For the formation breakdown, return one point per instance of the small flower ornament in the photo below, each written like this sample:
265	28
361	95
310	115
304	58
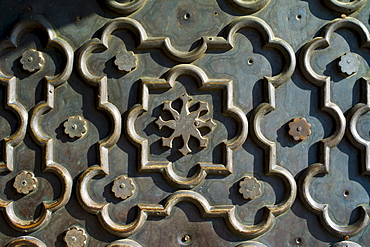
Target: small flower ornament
126	61
25	182
75	126
32	60
75	237
250	188
299	129
348	63
123	187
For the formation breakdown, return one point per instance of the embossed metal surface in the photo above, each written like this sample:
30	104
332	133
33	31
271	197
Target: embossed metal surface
185	123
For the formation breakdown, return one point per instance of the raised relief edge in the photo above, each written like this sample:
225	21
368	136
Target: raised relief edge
37	133
323	82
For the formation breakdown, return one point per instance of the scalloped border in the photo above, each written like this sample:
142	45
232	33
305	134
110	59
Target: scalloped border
229	109
323	82
39	136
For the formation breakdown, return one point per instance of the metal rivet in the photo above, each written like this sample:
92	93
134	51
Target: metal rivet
186	238
298	240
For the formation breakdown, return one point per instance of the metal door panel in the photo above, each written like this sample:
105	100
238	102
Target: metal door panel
177	123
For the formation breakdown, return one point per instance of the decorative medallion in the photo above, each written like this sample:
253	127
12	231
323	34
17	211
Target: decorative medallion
185	123
123	187
299	129
30	119
349	63
25	182
340	123
126	61
32	60
75	126
75	237
250	188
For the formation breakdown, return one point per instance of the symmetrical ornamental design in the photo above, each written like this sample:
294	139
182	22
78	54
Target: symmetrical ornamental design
299	129
165	167
75	237
185	123
324	82
126	61
32	60
123	187
250	188
147	165
193	119
348	63
75	126
32	120
25	182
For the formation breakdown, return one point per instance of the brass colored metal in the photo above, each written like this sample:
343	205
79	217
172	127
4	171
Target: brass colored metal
75	126
75	237
348	63
185	123
126	61
299	129
25	182
32	60
123	187
168	127
250	188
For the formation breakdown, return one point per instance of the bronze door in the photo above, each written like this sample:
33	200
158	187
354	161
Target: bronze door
185	123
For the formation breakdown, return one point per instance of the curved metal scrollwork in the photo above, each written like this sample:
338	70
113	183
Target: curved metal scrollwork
322	210
34	120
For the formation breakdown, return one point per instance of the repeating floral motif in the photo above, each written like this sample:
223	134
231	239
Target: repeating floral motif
26	182
75	126
299	129
324	82
250	188
123	187
184	123
32	60
75	237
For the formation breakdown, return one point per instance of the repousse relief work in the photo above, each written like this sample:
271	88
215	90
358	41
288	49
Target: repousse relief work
176	118
33	63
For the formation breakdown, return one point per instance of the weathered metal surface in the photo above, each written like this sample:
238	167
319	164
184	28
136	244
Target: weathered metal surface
184	123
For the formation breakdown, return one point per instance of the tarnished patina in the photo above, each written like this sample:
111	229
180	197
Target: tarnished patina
184	123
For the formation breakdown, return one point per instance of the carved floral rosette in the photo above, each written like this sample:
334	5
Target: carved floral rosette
30	121
324	83
204	83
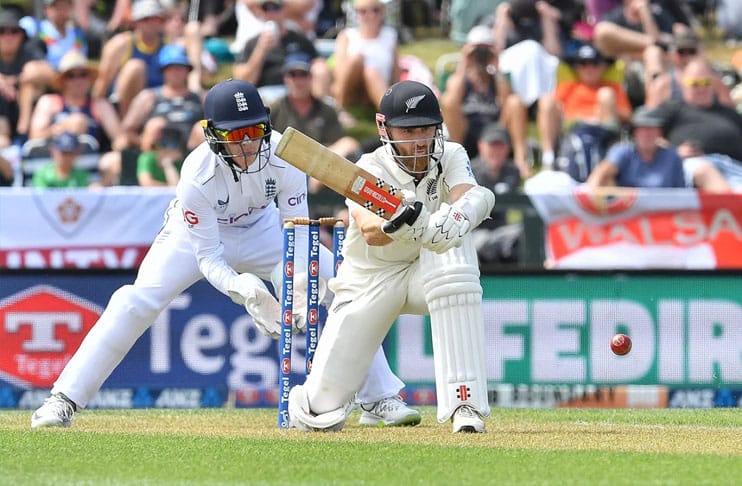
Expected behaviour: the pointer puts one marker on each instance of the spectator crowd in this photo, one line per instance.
(613, 92)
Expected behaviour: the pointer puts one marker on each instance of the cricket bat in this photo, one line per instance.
(345, 178)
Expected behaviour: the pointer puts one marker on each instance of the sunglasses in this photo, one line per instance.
(687, 52)
(76, 74)
(589, 62)
(364, 11)
(298, 74)
(168, 144)
(253, 132)
(271, 7)
(10, 31)
(697, 82)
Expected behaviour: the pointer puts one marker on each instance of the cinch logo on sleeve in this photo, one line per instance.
(190, 218)
(41, 328)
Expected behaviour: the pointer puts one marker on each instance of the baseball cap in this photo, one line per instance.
(480, 35)
(646, 117)
(173, 55)
(685, 39)
(588, 53)
(297, 61)
(9, 18)
(142, 9)
(66, 142)
(494, 132)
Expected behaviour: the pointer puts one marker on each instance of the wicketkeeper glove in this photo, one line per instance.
(248, 290)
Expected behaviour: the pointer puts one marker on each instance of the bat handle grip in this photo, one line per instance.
(409, 215)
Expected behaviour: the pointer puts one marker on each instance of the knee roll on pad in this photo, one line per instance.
(454, 296)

::::

■ **EXERCISE INSTRUCTIONS**
When you copy the data above, keep each line exact and omit the pictures.

■ **THE ANSWER**
For the formation breakdown, return one point per instance of the small flower ornament in the photo below, each written like this sample:
265	28
361	95
310	115
304	58
Target: small flower ornament
126	61
25	182
75	126
32	60
75	237
250	188
299	129
348	63
123	187
For the formation breakdown, return one point per instance of the embossed metal surface in the photo above, each written like this sample:
30	104
332	133
33	31
271	197
Target: embossed metal surface
185	123
For the formation breakdown, return one point per instance of the raised relief edge in the photo above, each written like this sample:
225	21
368	136
Target: raised relief edge
37	133
323	82
For the formation breakdown, return one point per instance of the scalloped border in the photo above, each written like this sample:
142	45
232	33
305	134
110	59
Target: scalloped border
229	109
323	82
39	136
For the formation breakdown, return one point per instance of the metal rivet in the photo above, each written like this sample:
92	93
134	51
Target: metal rivet
186	238
298	240
For the formation breakdown, return one point per instance of the metal door panel in the photo above, each written like this sample:
105	100
238	102
Target: metal door panel
177	123
For the formation breakdown, return one point per instance of the decorative medallion in the photo above, each written like this sample:
253	127
12	231
323	34
17	211
Target: decorative medallion
185	123
123	187
299	129
30	119
349	63
25	182
340	123
126	61
32	60
75	126
75	237
250	188
For the formation breakdown, return one point per instance of the symmetrical ornamental design in the photo above, each written like this sample:
294	139
182	22
78	54
Target: symmetrical ornamental design
299	129
165	167
75	237
185	123
324	82
126	61
32	60
123	187
250	188
147	165
193	119
348	63
75	126
32	120
25	182
For the formation breakdown, return one point per instance of the brass colored metal in the photo above, each written like this sample:
343	205
79	217
172	127
4	171
Target: brass colored metal
75	126
75	237
348	63
185	123
126	61
299	129
25	182
32	60
123	187
168	127
250	188
For the formation breakdown, return one point per instance of the bronze door in the photo above, each written like this sample:
33	200
158	187
354	161
Target: bronze door
185	123
For the formation breakdown, return one point per instance of the curved metal scrollwork in the photo above, each written like this sample:
338	70
113	183
Target: curved metal scrollwork
322	210
34	120
For the formation breakdown, return one point per instance of the repeating floral motif in the photo above, each written like this sample:
223	134
231	239
Target: repeating floral motif
26	182
75	126
299	129
324	82
250	188
123	187
184	123
32	60
75	237
For the formation breakdown, return one point per instance of the repousse relief work in the photo above, each written like this sample:
271	88
215	90
358	41
288	49
Target: repousse relief work
176	118
33	63
For the formation breakdown, return one point per instance of the weathered metal surface in the photo above, each written like this sample:
238	167
319	164
184	28
136	244
Target: weathered metal surface
184	123
For the formation breakdown, return one point per instance of the tarnished patina in the photo above, each written like this sample:
111	229
180	197
Target: tarnished patina
184	123
For the formation breakdown, return one point per instance of the carved floral rosette in the photo above, each written like this sample:
334	5
Target: carved floral rosette
30	121
324	83
204	83
Expected behaviour: the pointer puts one marker on each instance of the spectator crowd in this photo, one line per instance.
(613, 92)
Expected behaviour: the pointer puts one marker on each instance of the cricket bat in this photo, one line per instance.
(345, 178)
Expected behaviour: the pointer puts one marker on each instance of the sunglasses in this photo, one line per instance.
(687, 52)
(76, 74)
(589, 62)
(364, 11)
(298, 74)
(168, 144)
(253, 132)
(271, 7)
(10, 31)
(697, 82)
Expected behaviour: the pointer puts one marker on each instance of the cinch logo on sleeve in this photo, one line per instance.
(190, 218)
(41, 328)
Expected behaviour: the pointer puts one marker on each instance of the baseball cap in this photo, one line per instance.
(480, 35)
(646, 117)
(173, 55)
(685, 39)
(588, 53)
(297, 61)
(9, 18)
(142, 9)
(66, 142)
(494, 132)
Expected behaviour: the pointer puts one marker on each instance of the wicketkeeper glove in this photo, one line per instance.
(248, 290)
Expected behaviour: the pointer puts one marker on each instance of the bat handle grip in this photo, one line per instance.
(409, 215)
Expected behaviour: the pointer puts one marker on each instance of the knee roll on pad in this photo, one line per instance.
(454, 296)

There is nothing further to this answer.